Task instructions
Transcribe everything in the court recommendation below, from "Mr. Star argues" down to "scenario before it.".

Text to read
* * *

I recommend the court find Mr. Star satisfies the exception to the general rule that a non-party and non-intervenor is without standing. Mr. Star possessed an interest in the actions litigated in the district court because all three actions arise out of the same set of facts. Mr. Star participated in the proceedings actively enough to make him privy to the record as he received notice of filings and remained aware of the activity in the above-captioned cases. Therefore, if the court reaches this issue, I recommend it find that Mr. Star has standing to oppose the dismissals and make the motions to enjoin the settlement agreements.

In the event the district court reaches the merits of Mr. Star's motions, his arguments are addressed below.

III. Judicial Estoppel

Mr. Star argues that judicial estoppel compels the entry of injunctions because the settlement agreements and stipulations of dismissal are an effort to undermine the integrity of the judicial process to defeat his appeal. (ECF # 109-1 p. 7 in -00452). I recommend the court find that the doctrine of judicial estoppel is not applicable to the factual scenario before it.

"'Judicial estoppel precludes a party from adopting a position that is inconsistent with a stance taken in prior litigation. The purpose of the doctrine is to prevent a party from playing fast and loose with the courts, and to protect the essential integrity of the judicial process.'" Rosmer v. Pfizer, Inc., 2001 U.S. Dist. LEXIS 6678, *8, 2001 WL 34010613 (D.S.C. March 30, 2001) (quoting Lowery v. Stovall, 92 F.3d 219, 223 (4th Cir. 1996)). Mr. Star discusses the purpose of judicial estoppel in his memoranda but does not make any argument that a position taken by the parties now is inconsistent with a position taken in prior litigation. (ECF # 109-1 p. 7 in -00452). Therefore, I recommend the court find that judicial estoppel is not applicable to these motions.

* * *

Supplied entries
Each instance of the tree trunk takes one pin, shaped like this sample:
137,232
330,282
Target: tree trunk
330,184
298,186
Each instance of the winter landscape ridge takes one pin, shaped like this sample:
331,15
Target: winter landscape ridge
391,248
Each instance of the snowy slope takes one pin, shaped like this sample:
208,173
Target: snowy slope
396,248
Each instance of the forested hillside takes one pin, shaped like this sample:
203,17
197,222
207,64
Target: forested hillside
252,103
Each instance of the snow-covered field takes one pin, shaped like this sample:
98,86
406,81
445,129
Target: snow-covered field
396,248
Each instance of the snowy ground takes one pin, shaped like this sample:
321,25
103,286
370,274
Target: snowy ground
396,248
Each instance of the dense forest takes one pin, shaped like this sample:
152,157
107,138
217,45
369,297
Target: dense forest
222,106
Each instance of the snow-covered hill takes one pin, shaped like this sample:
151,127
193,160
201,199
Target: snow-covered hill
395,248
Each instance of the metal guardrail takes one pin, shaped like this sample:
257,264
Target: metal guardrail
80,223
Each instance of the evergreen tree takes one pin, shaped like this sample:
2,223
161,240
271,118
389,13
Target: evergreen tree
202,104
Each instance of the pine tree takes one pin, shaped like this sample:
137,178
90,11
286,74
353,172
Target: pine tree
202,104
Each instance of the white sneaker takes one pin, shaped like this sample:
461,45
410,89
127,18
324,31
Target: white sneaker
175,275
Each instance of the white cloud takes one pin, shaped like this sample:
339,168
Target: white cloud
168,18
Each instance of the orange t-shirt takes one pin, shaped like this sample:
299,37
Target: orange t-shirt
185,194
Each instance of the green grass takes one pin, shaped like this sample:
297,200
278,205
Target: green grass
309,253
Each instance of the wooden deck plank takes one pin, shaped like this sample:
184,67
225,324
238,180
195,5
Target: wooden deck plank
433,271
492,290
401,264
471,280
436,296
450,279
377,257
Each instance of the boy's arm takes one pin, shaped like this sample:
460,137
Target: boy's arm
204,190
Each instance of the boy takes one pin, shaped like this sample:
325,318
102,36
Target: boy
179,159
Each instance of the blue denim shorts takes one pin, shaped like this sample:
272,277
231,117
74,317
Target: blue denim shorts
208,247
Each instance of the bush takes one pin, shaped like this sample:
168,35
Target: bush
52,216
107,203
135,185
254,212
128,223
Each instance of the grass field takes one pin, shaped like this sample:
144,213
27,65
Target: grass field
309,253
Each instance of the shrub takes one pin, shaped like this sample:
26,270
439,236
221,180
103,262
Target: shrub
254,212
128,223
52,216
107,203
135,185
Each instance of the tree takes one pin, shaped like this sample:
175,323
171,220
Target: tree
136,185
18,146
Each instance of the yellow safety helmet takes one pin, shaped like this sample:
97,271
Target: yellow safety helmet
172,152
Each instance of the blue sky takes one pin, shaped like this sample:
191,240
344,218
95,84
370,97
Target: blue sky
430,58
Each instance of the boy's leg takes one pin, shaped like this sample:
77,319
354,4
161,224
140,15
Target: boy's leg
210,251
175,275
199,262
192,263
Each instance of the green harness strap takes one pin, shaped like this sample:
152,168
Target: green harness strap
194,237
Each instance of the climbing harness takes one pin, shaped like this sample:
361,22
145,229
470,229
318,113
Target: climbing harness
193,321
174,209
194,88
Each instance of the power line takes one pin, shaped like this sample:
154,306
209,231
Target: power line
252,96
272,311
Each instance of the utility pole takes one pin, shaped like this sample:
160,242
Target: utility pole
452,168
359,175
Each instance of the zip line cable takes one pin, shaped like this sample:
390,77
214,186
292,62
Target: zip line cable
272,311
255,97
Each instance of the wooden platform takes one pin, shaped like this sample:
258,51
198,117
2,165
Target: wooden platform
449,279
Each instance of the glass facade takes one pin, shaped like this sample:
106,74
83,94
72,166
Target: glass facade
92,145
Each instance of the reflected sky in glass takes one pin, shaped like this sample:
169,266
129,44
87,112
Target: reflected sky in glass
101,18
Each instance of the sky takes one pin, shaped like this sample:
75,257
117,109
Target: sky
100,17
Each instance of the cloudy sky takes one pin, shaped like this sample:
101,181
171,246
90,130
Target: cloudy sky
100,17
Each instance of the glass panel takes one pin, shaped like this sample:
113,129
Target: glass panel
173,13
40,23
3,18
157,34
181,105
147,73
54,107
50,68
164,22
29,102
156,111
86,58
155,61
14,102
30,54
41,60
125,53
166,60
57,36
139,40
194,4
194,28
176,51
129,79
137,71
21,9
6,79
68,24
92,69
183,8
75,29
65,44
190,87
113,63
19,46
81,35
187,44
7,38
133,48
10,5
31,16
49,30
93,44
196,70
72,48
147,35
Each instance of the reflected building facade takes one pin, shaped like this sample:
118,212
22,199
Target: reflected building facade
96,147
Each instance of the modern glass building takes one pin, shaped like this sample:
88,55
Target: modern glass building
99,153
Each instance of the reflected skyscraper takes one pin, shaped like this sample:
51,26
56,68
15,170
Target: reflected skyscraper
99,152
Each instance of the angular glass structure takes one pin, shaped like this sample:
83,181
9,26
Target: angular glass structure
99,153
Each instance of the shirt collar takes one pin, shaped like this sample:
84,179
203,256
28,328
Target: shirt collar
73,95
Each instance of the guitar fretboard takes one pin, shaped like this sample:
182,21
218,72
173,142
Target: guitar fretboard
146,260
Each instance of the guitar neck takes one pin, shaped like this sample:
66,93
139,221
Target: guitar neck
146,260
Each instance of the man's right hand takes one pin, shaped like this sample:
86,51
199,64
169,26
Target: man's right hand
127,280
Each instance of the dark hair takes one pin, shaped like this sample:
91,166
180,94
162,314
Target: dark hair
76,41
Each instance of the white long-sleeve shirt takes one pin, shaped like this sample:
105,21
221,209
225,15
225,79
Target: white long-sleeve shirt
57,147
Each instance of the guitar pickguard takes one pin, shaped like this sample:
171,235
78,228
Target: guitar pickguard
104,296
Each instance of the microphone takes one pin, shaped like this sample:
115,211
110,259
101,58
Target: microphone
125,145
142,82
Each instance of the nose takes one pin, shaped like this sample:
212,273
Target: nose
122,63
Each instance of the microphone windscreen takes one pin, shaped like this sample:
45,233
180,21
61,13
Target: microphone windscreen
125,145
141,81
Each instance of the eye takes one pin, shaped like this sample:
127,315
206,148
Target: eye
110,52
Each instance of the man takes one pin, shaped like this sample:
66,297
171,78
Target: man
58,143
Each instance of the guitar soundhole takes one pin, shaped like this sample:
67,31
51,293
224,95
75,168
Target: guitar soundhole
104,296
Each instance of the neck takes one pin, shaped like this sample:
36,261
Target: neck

* * *

Answer for the task
Mr. Star argues that judicial estoppel compels the entry of injunctions because the settlement agreements and stipulations of dismissal are an effort to undermine the integrity of the judicial process to defeat his appeal. (ECF # 109-1 p. 7 in -00452). I recommend the court find that the doctrine of judicial estoppel is not applicable to the factual scenario before it.